▶ [IHRE AUFGABE] Führen Sie den Bericht über die botanische Wanderung am Elbufer im Anschluss an seinen letzten Satz weiter.

Buch enthält Karten mit Stationen und Einkehrtipps

Sie hat zusammen mit ihrer Kollegin Bertram und Hans-Helmut Popendieck den neuen Wanderführer des Botanischen Vereins für Hamburg und Umgebung erarbeitet und herausgegeben. 95 Touren samt kleiner Karte, Einkehrtipps und Pflanzenliste für den Wegesrand sind darin aufgeführt – und das für jeden Bezirk und umliegende Regionen Hamburgs aufgeführt.

Eine dieser Touren erstreckt sich von Blankenese die Elbe entlang bis zum Leuchtturm in Wittenberge und lässt sich natürlich auch umgekehrt erwandern. „Die Vielzahl an Lebensräumen auf engstem Raum machen diesen Abschnitt des Elbufers zu einem der artenreichsten Gebiete Hamburgs“ heißt es in dem Buch. Diesen vielfältigen Lebensraum wollen die beiden an diesem Tag zeigen.

Nur zwei Schritte vom Parkplatz entfernt – von Besuchern missachtet – können die zwei Botanikerinnen bis zu 30 verschiedene Pflanzenarten ausmachen. Was auf andere wie ein Hundeklo oder wie ein Berg an Unkraut wirkt, ist für sie eine spannende Pflanzenansammlung. Aus dem Grün extrahieren sie Hopfen, der sich um Erzengelwurz windet. Zwischen wuchernden Disteln und Brennnesseln entdecken sie versteckt Baldrian. Die Pflanze, die Spaziergängern am Trampelpfad bereits über den Kopf wächst, enttarnen sie als Knolligen Kälberkropf.

▶ [BEREITGESTELLTE ANGABEN]
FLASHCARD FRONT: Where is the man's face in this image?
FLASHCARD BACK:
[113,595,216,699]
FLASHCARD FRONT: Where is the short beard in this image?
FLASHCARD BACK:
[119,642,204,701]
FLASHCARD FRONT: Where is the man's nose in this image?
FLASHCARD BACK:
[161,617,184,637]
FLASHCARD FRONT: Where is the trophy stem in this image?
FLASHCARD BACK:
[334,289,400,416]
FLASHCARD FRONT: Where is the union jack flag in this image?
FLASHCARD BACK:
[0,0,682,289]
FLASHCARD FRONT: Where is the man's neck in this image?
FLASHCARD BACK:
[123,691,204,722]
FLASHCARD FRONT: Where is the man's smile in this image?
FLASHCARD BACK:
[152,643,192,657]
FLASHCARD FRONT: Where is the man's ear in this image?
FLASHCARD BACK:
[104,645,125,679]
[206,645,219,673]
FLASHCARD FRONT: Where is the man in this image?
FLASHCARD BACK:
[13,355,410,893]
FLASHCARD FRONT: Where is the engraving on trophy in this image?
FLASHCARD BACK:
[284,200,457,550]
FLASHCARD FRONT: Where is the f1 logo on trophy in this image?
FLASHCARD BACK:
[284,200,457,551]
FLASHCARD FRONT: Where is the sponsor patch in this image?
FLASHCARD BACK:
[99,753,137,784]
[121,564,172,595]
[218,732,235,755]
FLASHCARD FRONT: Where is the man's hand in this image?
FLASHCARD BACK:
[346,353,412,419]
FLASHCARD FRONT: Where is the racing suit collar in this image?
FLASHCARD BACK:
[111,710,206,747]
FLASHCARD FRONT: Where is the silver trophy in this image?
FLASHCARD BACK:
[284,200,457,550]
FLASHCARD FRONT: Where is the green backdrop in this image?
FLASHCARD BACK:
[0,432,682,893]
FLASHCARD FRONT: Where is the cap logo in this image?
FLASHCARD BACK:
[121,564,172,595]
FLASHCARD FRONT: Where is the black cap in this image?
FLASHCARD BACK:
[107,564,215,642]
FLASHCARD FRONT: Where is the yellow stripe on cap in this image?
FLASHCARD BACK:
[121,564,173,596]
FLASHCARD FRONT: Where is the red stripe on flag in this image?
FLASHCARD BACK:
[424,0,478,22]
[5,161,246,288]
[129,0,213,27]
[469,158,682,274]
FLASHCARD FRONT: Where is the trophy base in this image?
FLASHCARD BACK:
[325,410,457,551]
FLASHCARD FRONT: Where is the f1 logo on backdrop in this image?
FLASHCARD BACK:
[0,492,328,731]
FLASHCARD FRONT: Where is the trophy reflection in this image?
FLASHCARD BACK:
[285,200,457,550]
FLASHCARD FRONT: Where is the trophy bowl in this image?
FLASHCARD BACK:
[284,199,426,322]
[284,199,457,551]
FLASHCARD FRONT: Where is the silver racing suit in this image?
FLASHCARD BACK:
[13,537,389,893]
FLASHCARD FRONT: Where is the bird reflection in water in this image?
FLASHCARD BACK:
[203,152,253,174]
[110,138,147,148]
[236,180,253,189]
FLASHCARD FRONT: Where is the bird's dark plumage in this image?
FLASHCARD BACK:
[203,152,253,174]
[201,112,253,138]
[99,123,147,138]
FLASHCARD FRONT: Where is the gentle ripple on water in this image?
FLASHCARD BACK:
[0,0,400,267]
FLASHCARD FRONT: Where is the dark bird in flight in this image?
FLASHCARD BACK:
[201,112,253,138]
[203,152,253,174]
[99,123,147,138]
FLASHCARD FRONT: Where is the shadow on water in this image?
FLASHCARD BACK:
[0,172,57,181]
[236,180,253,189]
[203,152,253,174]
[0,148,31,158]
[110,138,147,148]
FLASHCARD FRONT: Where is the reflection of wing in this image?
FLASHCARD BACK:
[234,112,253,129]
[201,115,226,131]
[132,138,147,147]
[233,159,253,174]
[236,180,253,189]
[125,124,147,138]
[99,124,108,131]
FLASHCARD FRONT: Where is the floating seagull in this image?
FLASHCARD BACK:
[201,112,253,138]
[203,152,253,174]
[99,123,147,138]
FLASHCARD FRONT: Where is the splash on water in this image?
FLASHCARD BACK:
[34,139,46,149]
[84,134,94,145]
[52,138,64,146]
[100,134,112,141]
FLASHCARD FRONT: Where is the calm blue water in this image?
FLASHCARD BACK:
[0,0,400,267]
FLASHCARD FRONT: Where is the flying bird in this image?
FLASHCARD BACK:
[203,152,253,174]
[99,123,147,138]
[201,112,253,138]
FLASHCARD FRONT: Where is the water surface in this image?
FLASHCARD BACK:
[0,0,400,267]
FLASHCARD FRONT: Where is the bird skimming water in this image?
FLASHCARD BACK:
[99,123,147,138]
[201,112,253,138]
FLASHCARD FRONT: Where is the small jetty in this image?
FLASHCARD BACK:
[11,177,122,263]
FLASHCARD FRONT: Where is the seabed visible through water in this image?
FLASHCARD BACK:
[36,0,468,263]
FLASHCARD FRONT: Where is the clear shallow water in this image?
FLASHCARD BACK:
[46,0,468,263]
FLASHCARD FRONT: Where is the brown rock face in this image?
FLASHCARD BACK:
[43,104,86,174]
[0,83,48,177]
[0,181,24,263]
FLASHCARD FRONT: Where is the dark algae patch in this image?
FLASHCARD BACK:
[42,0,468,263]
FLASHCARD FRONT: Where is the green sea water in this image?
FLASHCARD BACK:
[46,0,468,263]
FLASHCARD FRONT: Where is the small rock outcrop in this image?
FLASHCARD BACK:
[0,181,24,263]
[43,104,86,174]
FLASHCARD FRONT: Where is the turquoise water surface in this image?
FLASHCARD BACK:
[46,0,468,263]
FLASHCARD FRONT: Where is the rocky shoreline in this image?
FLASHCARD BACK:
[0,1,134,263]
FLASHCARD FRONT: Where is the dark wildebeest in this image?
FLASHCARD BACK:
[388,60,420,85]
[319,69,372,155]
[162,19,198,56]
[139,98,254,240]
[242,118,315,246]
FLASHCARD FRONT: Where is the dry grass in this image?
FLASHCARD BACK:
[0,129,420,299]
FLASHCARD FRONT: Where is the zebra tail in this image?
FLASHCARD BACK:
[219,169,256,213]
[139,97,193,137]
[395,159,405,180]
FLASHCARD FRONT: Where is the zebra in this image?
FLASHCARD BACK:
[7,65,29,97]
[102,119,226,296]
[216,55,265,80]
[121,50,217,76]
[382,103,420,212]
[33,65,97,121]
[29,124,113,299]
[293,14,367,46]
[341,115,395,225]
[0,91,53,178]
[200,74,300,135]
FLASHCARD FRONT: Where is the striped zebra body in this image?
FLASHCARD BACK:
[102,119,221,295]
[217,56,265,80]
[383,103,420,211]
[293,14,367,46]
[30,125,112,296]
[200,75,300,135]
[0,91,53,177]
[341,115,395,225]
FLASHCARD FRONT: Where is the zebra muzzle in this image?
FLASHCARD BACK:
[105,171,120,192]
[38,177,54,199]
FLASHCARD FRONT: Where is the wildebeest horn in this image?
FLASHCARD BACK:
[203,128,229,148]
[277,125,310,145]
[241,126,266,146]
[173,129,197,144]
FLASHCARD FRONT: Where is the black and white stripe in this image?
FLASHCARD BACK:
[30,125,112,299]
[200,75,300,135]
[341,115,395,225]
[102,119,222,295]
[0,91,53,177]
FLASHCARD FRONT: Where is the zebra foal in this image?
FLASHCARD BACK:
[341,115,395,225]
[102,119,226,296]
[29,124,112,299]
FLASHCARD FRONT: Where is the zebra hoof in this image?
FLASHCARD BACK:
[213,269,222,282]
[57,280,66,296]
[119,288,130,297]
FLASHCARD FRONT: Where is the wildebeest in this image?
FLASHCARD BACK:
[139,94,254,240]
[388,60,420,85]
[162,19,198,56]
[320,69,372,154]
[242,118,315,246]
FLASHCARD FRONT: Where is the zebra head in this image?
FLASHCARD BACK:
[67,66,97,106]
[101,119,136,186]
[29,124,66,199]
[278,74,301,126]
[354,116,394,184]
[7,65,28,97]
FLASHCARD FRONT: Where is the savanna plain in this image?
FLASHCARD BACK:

▶ [LÖSUNG]
Das Buch soll den Blick schärfen

Bertram lenkt den Blick auf den Boden. „Das ist Pestwurz“, sagt sie. „Daraus habe ich mir früher als Kind einen Sonnenhut gebastelt.“ Die auffällig großen Blättern der Heilpflanze erreichen einen Durchmesser von bis zu 60 Zentimeter. Im asiatischen Raum wird die junge Pestwurz, die einen leicht bitteren Geschmack hat, zum Kochen verwendet. In der späteren Jahreszeit entwickelt die Pflanze einen herben Geruch, wenn man die Blätter zwischen den Fingern zerreibt.

„Unser Ziel ist es, ein bisschen den Blick zu schärfen und Entdeckungen zu fördern“, erläutert Bertram, die, wenn sie nicht gerade an Büchern sitzt, als Geschäftsführerin für die Stiftung Ausgleich Altenwerder tätig ist. Engelschalls Arbeitsgebiet ist auf der anderen Seite der Stadt. Sie ist Geschäftsführerin des Regionalsparks Wedeler Au, dessen Gebiet sich von Rissen über Sülldorf bis weit in den Kreis Pinneberg erstreckt. Für Engelschall sind gerade die Elbspaziergänge faszinierend. „Es ist ein anderes Erlebnis, wenn man hier vom typischen Weg abweicht“, sagt sie. Sich ins Gebüsch zu schlagen, anstatt die Gewässerkante entlangzulaufen, wie es viele Hamburger üblicherweise tun, würde einem einen anderen Einblick vermitteln.

Bertram hat derweil eine „Hamburger Spezialität“ ausgemacht. „Diese Pflanze kommt auf der Welt nur hier vor“, sagt die Botanikerin einleitend und hält auf die steinige Uferbefestigung am Strand zu. Wie mag solch eine seltene Art wohl aussehen, die fast nur an der Elbe in Hamburg und Umgebung vorkommt? Bertram geht in die Hocke und zeigt auf Gras. Gras – im Ernst jetzt? Die Biologin muss über das ungläubige Staunen lachen. „Die Wibels-Schmiele ist eine seltene Süßgrasart und kommt wie der Schierlings-Wasserfenchel nur im Tidebereich der Unterelbe vor“, berichtet sie. Allerdings habe sich die Schmiele im Unterschied zum spätestens seit dem Elbvertiefungsdebakel bekannten Schierlings-Wasserfenchel besser an die Umgebung angepasst. Die Art sei daher nicht so gefährdet.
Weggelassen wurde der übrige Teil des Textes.